- Exercise requirements: Render every line of the rows below as a Markdown table with the columns "No." and "Line," numbering each line and leaving out blank lines. Omit the pictures from the table.

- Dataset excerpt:
********************

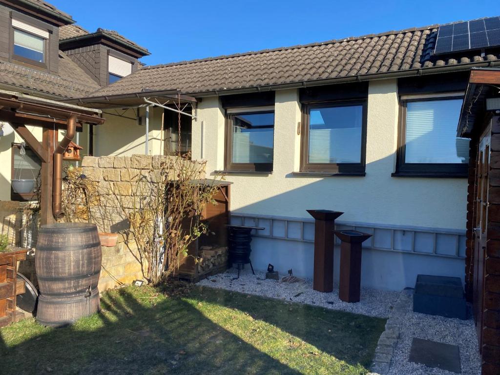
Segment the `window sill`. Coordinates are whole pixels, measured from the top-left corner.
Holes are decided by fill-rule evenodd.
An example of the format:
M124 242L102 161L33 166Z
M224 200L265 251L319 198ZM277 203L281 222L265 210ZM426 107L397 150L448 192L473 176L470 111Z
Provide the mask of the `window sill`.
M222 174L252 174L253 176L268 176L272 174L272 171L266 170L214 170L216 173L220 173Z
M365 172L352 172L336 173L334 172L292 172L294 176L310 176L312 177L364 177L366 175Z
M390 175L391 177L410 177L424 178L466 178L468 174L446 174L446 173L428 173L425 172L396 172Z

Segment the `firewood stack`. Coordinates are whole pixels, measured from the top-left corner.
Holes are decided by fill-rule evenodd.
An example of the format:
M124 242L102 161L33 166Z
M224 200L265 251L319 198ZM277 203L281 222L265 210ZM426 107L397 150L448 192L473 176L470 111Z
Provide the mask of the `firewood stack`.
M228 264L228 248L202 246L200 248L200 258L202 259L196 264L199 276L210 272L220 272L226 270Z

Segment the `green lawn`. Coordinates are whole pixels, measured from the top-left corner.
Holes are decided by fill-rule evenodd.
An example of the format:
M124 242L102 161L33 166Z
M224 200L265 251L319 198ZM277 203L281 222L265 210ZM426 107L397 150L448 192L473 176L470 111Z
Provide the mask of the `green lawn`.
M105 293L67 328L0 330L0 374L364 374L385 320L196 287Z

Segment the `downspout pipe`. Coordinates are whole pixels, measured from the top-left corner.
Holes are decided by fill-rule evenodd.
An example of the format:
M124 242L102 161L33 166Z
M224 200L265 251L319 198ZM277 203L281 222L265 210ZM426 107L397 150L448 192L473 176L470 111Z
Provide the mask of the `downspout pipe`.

********************

- Result of this task:
| No. | Line |
|---|---|
| 1 | Segment the `window sill`. Coordinates are whole pixels, measured from the top-left corner. |
| 2 | Holes are decided by fill-rule evenodd. |
| 3 | An example of the format: |
| 4 | M124 242L102 161L33 166Z |
| 5 | M224 200L265 251L319 198ZM277 203L281 222L265 210ZM426 107L397 150L448 192L473 176L470 111Z |
| 6 | Provide the mask of the `window sill`. |
| 7 | M222 174L252 174L253 176L268 176L272 174L272 171L266 170L214 170L216 173L220 173Z |
| 8 | M365 172L352 172L336 173L334 172L292 172L294 176L310 176L312 177L364 177L366 175Z |
| 9 | M390 175L391 177L410 177L424 178L466 178L468 174L446 174L446 173L428 173L425 172L396 172Z |
| 10 | Segment the `firewood stack`. Coordinates are whole pixels, measured from the top-left corner. |
| 11 | Holes are decided by fill-rule evenodd. |
| 12 | An example of the format: |
| 13 | M124 242L102 161L33 166Z |
| 14 | M224 200L265 251L319 198ZM277 203L281 222L265 210ZM426 107L397 150L448 192L473 176L470 111Z |
| 15 | Provide the mask of the `firewood stack`. |
| 16 | M228 264L228 248L202 246L200 248L200 258L202 259L196 264L199 276L210 272L220 272L226 270Z |
| 17 | Segment the `green lawn`. Coordinates are whole pixels, measured from the top-left corner. |
| 18 | Holes are decided by fill-rule evenodd. |
| 19 | An example of the format: |
| 20 | M124 242L102 161L33 166Z |
| 21 | M224 200L265 251L319 198ZM277 203L281 222L265 210ZM426 107L397 150L448 192L473 176L470 111Z |
| 22 | Provide the mask of the `green lawn`. |
| 23 | M105 293L67 328L0 330L0 374L364 374L385 320L196 287Z |
| 24 | Segment the `downspout pipe`. Coordinates are whole pixels, measured from the top-left corner. |
| 25 | Holes are decided by fill-rule evenodd. |
| 26 | An example of the format: |
| 27 | M124 242L102 161L33 166Z |
| 28 | M224 200L265 251L319 198ZM277 203L281 222L265 210ZM426 107L397 150L448 192L473 176L470 111Z |
| 29 | Provide the mask of the `downspout pipe`. |